What you need to do>
Locate every line in the records that contains the word "truck" and copy each such line in full.

————————

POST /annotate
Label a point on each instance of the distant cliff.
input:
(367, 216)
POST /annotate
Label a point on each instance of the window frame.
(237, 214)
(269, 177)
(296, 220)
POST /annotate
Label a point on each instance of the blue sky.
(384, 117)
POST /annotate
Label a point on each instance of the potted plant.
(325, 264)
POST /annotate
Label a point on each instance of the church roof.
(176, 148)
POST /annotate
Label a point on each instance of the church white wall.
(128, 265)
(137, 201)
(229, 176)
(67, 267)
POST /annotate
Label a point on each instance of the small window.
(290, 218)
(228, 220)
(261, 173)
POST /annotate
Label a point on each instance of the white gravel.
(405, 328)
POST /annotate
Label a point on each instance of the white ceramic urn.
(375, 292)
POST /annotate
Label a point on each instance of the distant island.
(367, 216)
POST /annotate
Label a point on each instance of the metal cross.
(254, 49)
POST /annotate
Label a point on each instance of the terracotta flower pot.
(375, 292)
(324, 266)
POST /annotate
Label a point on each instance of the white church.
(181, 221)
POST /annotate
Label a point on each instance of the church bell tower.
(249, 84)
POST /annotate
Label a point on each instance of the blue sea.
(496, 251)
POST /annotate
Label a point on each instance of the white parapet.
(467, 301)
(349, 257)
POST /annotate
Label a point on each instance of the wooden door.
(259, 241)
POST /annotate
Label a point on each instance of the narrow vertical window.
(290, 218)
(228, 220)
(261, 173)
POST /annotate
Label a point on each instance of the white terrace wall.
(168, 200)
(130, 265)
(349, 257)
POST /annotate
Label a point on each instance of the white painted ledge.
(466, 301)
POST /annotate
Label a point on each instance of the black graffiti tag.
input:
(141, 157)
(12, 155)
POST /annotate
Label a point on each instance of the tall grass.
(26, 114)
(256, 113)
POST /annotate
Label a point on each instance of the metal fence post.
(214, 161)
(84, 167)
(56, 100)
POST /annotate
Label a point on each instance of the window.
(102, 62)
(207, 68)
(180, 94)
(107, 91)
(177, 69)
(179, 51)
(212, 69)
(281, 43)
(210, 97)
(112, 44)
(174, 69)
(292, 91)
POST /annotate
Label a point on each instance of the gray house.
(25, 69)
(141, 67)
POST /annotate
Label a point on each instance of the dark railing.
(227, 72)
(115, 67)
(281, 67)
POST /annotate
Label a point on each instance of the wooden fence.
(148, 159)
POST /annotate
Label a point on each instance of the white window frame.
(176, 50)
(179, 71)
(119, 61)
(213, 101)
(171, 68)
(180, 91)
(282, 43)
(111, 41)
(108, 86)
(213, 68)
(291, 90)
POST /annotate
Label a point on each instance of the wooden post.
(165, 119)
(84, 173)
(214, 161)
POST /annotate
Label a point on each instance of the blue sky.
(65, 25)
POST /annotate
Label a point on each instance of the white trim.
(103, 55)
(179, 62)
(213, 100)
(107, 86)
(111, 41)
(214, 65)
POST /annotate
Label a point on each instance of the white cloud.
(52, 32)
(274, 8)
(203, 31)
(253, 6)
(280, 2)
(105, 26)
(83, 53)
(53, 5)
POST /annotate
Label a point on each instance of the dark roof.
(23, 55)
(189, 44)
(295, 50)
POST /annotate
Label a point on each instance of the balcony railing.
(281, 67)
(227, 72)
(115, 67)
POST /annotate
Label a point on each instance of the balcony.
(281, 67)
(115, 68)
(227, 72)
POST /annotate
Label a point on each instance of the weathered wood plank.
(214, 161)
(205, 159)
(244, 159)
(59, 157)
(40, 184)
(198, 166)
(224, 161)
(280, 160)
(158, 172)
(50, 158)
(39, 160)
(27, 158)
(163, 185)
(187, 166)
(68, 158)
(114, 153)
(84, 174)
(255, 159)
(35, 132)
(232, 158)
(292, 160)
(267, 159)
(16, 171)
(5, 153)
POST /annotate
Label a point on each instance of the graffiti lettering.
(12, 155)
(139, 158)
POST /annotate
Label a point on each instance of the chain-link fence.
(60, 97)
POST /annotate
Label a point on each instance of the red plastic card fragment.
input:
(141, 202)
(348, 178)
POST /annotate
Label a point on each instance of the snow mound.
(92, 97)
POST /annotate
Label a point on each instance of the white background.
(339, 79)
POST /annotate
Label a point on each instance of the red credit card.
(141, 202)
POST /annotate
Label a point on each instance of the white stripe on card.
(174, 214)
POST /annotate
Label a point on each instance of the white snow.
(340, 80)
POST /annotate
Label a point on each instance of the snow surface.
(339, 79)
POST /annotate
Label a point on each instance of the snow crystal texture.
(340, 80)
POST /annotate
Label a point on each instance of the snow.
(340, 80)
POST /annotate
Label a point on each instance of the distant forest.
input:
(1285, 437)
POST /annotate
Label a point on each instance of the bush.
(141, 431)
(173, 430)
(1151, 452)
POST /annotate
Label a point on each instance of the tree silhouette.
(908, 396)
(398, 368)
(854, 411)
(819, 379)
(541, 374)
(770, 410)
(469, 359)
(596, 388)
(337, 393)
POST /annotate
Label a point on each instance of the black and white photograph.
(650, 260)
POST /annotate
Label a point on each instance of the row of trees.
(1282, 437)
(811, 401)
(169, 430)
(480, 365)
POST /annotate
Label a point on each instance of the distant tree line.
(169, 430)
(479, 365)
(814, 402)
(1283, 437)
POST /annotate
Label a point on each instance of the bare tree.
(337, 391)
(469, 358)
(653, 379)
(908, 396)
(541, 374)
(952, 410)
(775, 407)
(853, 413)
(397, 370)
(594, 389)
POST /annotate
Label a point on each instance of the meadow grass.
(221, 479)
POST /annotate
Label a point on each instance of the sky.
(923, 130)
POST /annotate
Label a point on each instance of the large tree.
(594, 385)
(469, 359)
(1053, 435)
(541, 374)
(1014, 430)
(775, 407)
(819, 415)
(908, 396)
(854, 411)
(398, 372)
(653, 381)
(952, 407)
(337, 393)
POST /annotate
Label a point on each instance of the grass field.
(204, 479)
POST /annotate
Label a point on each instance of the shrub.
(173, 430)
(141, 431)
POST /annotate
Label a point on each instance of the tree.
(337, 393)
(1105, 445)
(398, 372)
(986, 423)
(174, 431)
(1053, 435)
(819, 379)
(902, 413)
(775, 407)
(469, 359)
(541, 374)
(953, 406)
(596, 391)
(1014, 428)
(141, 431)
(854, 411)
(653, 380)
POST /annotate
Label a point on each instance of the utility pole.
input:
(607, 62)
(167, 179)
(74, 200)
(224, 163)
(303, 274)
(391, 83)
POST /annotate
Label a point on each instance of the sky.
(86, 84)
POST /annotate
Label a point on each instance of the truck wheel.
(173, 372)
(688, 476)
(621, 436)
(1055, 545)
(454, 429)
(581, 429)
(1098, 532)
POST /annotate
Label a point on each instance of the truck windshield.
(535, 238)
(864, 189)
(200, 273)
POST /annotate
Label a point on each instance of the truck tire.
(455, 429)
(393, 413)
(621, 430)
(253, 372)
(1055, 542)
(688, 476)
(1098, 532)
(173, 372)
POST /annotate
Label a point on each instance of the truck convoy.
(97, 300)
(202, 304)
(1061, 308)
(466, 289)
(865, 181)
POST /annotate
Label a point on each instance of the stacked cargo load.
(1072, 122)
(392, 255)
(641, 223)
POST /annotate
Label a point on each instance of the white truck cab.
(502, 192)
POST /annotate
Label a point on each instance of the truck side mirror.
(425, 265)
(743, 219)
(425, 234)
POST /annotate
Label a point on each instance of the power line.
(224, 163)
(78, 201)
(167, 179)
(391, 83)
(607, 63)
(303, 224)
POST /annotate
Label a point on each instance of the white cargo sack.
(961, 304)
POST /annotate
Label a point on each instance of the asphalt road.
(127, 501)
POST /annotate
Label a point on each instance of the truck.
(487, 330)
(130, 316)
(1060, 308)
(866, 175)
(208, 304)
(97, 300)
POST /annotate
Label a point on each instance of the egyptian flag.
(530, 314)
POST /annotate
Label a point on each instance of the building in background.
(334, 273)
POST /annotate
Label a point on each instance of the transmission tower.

————————

Worked answer>
Label a point on each instance of the truck wheel.
Label a point on each instance of the truck windshield.
Label a point on each instance of the truck tire.
Label a point on each instance of the truck convoy.
Label a point on each instance of the white truck cab.
Label a point on each instance of the truck side mirror.
Label a point on each instance of the truck.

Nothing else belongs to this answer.